• Your instructions
Update the records below by replacing every "photograph" with "image" and keeping everything else unchanged. Leave the pictures out of your answer.

**** Data supplied ****

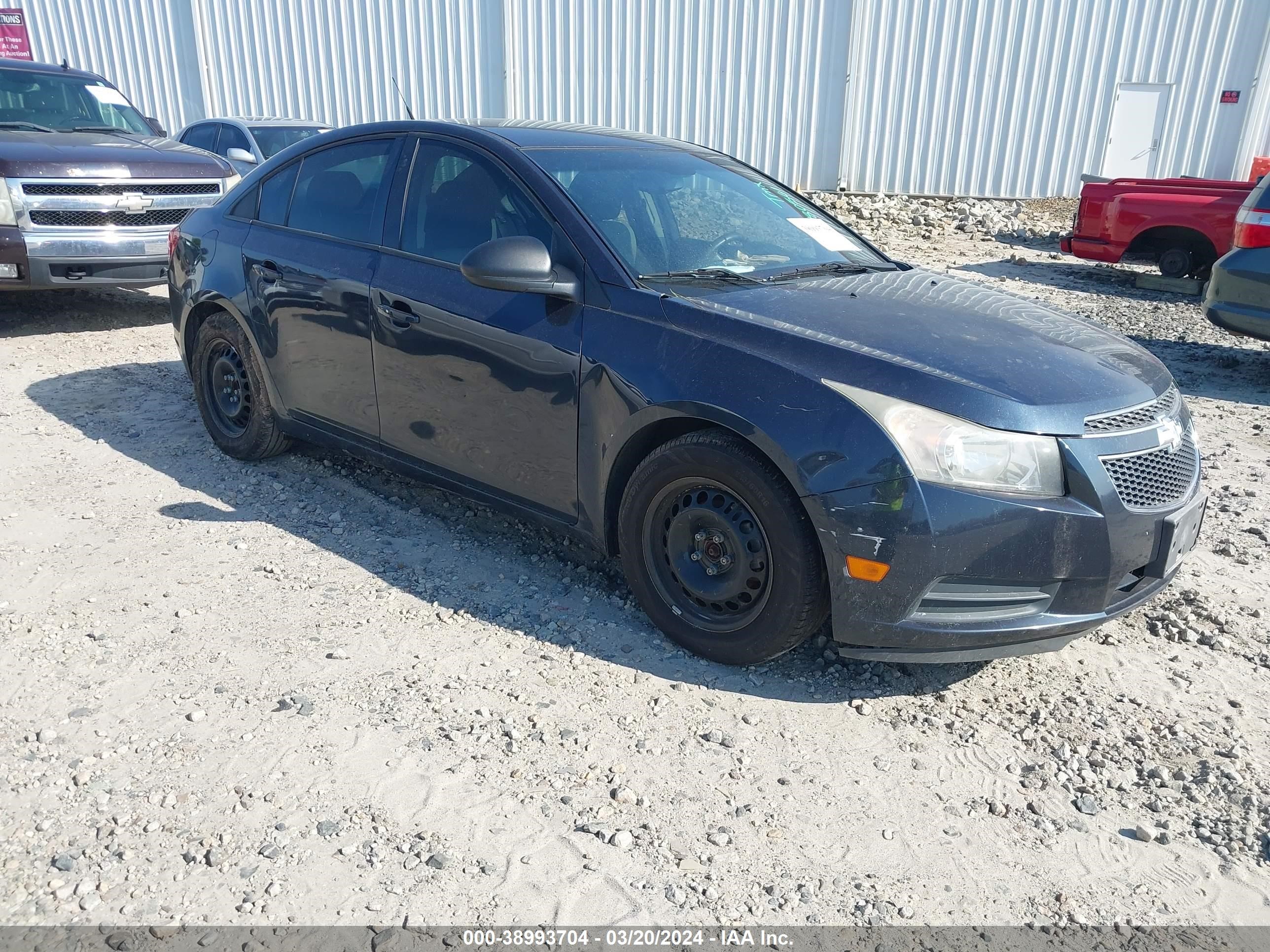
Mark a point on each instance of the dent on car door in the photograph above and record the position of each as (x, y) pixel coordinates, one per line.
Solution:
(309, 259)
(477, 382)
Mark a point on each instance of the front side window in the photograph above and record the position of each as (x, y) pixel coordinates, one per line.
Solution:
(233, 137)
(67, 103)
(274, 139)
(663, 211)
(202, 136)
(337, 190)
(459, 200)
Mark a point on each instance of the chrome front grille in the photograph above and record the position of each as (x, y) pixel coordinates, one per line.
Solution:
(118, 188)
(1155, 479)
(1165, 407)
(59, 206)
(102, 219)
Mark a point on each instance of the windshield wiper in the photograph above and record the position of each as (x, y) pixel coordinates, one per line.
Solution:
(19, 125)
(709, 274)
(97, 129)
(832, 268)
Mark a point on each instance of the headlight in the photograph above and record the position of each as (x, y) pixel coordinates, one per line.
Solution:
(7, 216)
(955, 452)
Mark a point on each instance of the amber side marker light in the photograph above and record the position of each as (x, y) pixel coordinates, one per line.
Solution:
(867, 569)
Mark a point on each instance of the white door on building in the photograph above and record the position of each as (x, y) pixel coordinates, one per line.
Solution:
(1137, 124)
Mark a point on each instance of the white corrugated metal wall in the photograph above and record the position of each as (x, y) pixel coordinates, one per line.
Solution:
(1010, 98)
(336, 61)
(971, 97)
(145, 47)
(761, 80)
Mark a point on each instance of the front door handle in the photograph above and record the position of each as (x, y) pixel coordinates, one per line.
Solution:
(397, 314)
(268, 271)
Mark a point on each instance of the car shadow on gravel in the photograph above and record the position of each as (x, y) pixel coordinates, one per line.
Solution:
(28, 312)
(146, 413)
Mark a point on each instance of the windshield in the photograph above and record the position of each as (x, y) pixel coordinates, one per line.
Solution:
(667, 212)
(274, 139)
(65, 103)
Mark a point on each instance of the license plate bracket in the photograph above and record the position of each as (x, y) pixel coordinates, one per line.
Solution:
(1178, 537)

****

• Answer
Mark a point on each instance of the dent on car door in the image above and record the position of each as (x, y) pixel coordinates, one per line.
Solution:
(309, 259)
(477, 382)
Mark a point on each instance of the front side window in the image above and record the position of each as (x, y) pixel coordinates, one per line.
Solution:
(233, 137)
(67, 103)
(274, 139)
(663, 211)
(202, 136)
(337, 190)
(459, 200)
Mark a point on each instance of the chrome front grille in the image above and record the position of each as (x, y) pixel coordinates, one per line.
Solution:
(118, 188)
(1155, 479)
(1165, 407)
(59, 206)
(102, 219)
Mark a point on each instance of the windshield wiper in the image above and record the position of each as (x, y) pixel coordinates, one per line.
Solution:
(19, 125)
(709, 274)
(97, 129)
(832, 268)
Mark a point on each instance of the headlight in the image above and record the position of each as (x, y) pixel coordinates, one per line.
Solution:
(7, 216)
(955, 452)
Mark a point on each instance of the amber side marker light in the image above and record the position of each as (x, y) pixel coordinates, one per line.
Solution:
(867, 569)
Mark a point on each instance of the white door on building in the image above and record the position of each as (x, y) pixel coordinates, one per line.
Solution:
(1137, 124)
Mark a point on each instance of the white corrugated metal wall in the image above and record the position of each as (x, y) pixel coordinates, one per line.
Solution:
(1010, 98)
(336, 61)
(971, 97)
(145, 47)
(761, 80)
Mark a point on each instance of the front door handle in the image above and record the position of each as (x, y) pixel coordinates, one per line.
Solution:
(397, 314)
(268, 271)
Mark a point on each instance of the car shadow on gravel in the image above and record the position of each as (x, y) pixel coordinates, one per line.
Solution:
(28, 312)
(146, 413)
Mark a point on each instance of the windshield in the image above and record the position of each as (x, y) pixel coordinates, one per line.
Solution:
(667, 212)
(274, 139)
(65, 103)
Mark a point on each instance of the license plate bracket in the image above and record the position of each as (x, y) pixel coordinates, one per line.
Solution:
(1178, 537)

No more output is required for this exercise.